▸ **Material for this exercise**
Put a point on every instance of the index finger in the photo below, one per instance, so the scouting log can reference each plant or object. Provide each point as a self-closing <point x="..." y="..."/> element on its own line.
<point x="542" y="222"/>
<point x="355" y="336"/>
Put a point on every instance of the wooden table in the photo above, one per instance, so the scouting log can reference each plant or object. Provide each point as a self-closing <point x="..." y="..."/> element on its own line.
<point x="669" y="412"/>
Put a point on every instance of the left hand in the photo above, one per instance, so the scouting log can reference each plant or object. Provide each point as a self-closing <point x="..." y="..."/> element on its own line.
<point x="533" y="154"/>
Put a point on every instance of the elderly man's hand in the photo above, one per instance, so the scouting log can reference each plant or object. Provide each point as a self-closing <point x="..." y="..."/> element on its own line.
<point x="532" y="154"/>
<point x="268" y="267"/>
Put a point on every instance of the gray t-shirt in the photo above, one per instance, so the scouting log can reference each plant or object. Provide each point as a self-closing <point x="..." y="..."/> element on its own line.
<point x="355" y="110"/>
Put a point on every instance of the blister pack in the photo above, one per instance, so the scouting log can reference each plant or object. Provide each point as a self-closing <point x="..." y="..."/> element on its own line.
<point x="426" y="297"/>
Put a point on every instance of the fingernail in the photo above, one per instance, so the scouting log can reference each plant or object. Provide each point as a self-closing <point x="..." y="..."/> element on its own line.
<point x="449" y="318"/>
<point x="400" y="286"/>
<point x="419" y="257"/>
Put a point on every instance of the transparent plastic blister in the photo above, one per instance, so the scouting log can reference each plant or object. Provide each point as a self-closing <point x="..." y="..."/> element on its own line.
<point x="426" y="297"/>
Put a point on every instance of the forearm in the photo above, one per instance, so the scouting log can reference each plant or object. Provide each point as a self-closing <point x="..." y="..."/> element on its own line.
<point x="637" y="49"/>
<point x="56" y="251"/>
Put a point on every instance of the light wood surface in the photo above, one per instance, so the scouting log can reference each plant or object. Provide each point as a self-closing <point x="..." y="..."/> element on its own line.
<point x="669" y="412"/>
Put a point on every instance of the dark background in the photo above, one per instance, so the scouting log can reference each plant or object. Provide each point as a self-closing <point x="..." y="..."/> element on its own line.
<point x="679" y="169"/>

▸ **Exercise instructions**
All of the records must be retyped exactly as they are.

▸ **Expected answer**
Put a point on every instance of the index finger in the photo below, one per instance, so the scouting log can reference each plant or object. Provide each point as a self-closing <point x="..." y="..."/> element on its own line.
<point x="542" y="222"/>
<point x="355" y="336"/>
Put a point on every instance of the wooden table in the photo above, one per instance, so the scouting log can reference each plant or object. Provide each point as a self-closing <point x="..." y="..."/> element on its own line.
<point x="669" y="412"/>
Put a point on every instance of the left hand in the photo above, one per instance, so the scouting log can reference each plant or object. Provide each point as a self-closing <point x="..." y="..."/> element on its own line.
<point x="533" y="154"/>
Put a point on every instance of the elderly man's hand in the photo above, one per instance, so the scouting log can reference each plant or object. Provide each point as a self-closing <point x="..." y="..."/> element on its own line.
<point x="532" y="154"/>
<point x="268" y="267"/>
Put a point on every instance of the gray t-shirt in the photo above, one per instance, so the scouting log can reference each plant or object. Provide each point as a self-closing <point x="..." y="..."/> element on its own line.
<point x="355" y="110"/>
Put a point on every instance of the blister pack in the photo above, one per instance, so the scouting log can reference each plant or object. Provide each point as a self-closing <point x="..." y="..."/> element on its own line.
<point x="426" y="297"/>
Put a point on every instance of the fingernail in the photo above, one per instance, so the scouting log can reference each plant or object. Provide each point as a self-closing <point x="..." y="..."/> element on its own line.
<point x="449" y="318"/>
<point x="400" y="286"/>
<point x="419" y="257"/>
Put a point on every instance of the transparent plastic blister in the photo above, one per instance, so the scouting log can reference each plant or object. Provide each point as a self-closing <point x="..." y="..."/> element on its own line.
<point x="426" y="297"/>
Put a point on every instance of the forearm in the photo above, one per instance, so the scouting log can reference each plant or object. Provide each point as a self-closing <point x="..." y="..."/> element on its own line.
<point x="637" y="49"/>
<point x="56" y="251"/>
Put a point on every instance of the light wood surface in the photo above, one per instance, so the scouting log can reference each plant or object. Provide each point as a self-closing <point x="..." y="..."/> element on its own line.
<point x="669" y="412"/>
Put a point on every instance of the dark background in the photo above, one per instance, so the scouting log can reference each plant or object. Provide each point as a self-closing <point x="..." y="..."/> element on its own line.
<point x="679" y="169"/>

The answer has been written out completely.